Document extract:

:::

The death toll from China’s new bird flu, H7N9, has risen to five, with two more deaths in Shanghai on Thursday.
Communist authorities say 14 people have been infected with the disease to date, all in eastern China.
The virus was also detected in a pigeon sample at a traditional wholesale market in Shanghai, according to state mouthpiece Xinhua. This is thought to be the first time the virus has been found in an animal since the start of the outbreak.
The World Health Organization said there is no evidence so far for human-to-human transmission, but medical experts believe the H7N9 virus could easily mutate into a strain that spreads between people, Japan’s Kyodo News reported.
“There are abnormalities in the DNA of the H7N9 virus, which is likely to make it easy for get people infected,” Masato Tashiro, director of the Influenza Virus Research Center under Japan’s National Institute of Infectious Diseases, told Kyodo News.
A vaccine expert from mainland China, who wished to remain anonymous, told New Tang Dynasty (NTD) Television that the H7N9 virus is capable of human-to-human transmission.
“The virus has a latent period and a patient without any symptoms can transmit the virus to others,” he said, adding that the virus infects people through the respiratory tract, and “people who had close contact with a patient might be infected just through breathing.”

:::

Data excerpt:
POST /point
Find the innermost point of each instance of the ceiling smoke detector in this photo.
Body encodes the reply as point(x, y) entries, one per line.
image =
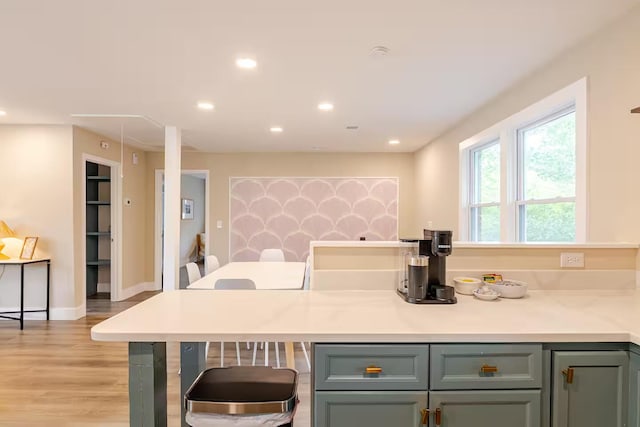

:::

Work item: According to the H7N9 report, where was the virus detected in a pigeon sample?

Response to the exercise: At a traditional wholesale market in Shanghai.